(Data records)
──────────
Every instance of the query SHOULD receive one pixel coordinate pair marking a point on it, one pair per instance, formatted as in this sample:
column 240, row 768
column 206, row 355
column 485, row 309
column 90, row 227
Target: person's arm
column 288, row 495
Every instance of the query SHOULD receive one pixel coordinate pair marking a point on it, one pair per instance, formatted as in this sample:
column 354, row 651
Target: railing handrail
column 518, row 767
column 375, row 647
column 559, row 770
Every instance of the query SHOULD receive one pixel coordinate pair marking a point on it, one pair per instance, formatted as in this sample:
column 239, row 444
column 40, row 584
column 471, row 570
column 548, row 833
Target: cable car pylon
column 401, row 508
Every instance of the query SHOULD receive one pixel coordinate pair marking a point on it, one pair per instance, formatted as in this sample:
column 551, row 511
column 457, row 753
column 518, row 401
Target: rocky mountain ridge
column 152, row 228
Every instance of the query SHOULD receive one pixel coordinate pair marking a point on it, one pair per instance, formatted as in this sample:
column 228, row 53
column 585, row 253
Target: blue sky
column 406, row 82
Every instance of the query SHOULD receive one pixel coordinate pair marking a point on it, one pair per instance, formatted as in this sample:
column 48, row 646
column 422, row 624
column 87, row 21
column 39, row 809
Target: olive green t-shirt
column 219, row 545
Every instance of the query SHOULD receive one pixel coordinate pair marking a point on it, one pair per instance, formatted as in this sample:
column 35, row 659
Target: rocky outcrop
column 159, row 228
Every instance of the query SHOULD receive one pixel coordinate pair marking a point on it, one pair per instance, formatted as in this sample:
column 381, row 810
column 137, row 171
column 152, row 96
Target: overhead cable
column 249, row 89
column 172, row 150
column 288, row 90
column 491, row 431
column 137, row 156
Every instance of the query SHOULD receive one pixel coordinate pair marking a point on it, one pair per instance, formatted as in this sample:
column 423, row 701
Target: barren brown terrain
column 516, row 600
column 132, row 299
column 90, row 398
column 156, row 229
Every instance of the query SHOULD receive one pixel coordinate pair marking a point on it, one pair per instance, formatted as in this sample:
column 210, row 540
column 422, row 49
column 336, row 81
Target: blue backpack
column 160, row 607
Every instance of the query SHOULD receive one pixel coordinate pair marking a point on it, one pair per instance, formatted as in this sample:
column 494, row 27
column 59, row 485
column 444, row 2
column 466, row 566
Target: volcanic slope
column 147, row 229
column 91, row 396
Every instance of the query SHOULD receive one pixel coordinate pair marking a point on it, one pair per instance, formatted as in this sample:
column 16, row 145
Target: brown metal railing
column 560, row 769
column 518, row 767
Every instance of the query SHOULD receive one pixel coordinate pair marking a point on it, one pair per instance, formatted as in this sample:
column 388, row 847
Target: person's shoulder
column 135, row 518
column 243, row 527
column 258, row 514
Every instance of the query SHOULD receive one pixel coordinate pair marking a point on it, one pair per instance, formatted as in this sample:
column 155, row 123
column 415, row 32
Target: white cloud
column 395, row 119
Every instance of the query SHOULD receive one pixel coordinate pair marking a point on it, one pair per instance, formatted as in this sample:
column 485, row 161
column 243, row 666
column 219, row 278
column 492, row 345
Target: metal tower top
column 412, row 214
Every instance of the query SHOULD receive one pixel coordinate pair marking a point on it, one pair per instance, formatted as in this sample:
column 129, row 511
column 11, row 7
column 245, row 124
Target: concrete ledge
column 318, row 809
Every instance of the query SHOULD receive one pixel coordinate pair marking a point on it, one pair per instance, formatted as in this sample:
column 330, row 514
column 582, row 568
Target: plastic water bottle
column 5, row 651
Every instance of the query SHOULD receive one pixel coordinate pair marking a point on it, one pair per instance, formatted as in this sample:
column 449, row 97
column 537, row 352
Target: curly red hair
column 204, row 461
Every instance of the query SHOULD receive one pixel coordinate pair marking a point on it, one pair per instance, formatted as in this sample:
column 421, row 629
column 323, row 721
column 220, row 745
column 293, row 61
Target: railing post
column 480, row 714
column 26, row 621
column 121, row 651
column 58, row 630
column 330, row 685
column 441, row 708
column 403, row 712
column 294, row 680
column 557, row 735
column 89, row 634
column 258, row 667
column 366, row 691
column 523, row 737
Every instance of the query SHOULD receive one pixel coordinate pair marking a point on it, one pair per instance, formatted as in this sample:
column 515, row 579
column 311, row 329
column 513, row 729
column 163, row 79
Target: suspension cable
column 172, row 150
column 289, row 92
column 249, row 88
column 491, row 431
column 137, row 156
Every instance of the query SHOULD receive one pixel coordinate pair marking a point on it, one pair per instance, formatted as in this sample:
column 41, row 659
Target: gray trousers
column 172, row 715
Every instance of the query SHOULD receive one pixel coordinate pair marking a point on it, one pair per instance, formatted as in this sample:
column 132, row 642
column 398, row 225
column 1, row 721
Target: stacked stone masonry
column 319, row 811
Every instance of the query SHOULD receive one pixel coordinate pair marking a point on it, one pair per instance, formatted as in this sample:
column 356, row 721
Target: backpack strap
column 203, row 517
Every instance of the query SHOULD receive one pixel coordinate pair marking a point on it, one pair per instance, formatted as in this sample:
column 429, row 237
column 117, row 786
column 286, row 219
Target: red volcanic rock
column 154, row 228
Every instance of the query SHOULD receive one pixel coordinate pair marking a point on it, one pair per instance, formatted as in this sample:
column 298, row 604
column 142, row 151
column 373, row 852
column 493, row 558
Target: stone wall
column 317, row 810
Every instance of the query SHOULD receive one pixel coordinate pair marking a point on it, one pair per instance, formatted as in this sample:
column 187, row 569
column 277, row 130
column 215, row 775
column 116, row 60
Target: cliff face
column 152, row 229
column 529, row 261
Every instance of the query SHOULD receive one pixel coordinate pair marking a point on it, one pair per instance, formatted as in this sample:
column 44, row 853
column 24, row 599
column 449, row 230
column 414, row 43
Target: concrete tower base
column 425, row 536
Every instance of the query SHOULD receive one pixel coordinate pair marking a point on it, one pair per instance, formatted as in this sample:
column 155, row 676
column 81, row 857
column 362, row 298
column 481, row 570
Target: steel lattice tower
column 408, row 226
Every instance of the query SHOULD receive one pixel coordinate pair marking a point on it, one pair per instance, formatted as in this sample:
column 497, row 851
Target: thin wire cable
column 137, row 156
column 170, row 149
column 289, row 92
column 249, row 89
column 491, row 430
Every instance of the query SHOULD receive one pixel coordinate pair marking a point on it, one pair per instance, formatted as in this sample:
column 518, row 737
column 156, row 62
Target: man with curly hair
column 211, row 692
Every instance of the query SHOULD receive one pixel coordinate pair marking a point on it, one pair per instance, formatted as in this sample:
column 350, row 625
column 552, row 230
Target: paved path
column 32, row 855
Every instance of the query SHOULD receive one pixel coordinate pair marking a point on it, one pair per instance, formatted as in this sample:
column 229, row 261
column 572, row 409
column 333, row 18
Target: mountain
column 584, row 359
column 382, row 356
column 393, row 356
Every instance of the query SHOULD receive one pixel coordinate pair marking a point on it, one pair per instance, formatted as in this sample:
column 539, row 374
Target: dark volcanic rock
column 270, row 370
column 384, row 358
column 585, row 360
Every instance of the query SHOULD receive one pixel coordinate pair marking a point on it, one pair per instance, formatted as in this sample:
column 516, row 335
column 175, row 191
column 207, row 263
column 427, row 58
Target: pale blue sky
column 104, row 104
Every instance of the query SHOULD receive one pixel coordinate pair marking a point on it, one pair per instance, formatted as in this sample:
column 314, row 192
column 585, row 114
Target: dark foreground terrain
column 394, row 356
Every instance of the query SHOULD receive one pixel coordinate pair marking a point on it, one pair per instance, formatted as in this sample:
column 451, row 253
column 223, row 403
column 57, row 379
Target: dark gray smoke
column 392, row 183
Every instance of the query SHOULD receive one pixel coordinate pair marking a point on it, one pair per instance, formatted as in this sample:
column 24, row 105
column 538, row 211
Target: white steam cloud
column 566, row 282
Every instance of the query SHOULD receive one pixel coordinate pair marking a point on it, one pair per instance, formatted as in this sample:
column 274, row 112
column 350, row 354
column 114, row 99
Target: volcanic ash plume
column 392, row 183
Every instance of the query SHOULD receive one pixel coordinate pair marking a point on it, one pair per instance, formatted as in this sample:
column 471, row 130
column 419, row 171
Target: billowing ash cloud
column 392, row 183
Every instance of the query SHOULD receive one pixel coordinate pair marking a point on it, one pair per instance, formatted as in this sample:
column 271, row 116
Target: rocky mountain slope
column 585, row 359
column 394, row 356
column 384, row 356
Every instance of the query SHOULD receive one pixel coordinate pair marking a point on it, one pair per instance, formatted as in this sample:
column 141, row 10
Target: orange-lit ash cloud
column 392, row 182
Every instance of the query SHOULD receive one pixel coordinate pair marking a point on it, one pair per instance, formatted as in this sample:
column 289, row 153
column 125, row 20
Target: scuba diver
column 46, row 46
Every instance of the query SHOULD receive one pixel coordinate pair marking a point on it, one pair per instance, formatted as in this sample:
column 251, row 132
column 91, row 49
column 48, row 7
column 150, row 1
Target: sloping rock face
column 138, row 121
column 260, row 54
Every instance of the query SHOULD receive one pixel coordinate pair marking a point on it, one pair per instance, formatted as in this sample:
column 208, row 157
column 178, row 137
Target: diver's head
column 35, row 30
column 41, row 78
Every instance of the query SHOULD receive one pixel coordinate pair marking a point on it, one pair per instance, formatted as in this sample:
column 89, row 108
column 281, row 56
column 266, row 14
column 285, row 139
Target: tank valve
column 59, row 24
──────────
GOAL OF THE EXERCISE: Starting at the first line and ending at the line containing "column 288, row 495", write these lines out again with "person's arm" switched to "person's leg" and nothing else changed.

FULL SOLUTION:
Every instance of the query SHOULD receive one pixel coordinate pair marking a point on it, one pair per instance, formatted as in this sample:
column 240, row 768
column 206, row 355
column 485, row 309
column 90, row 227
Target: person's leg
column 288, row 495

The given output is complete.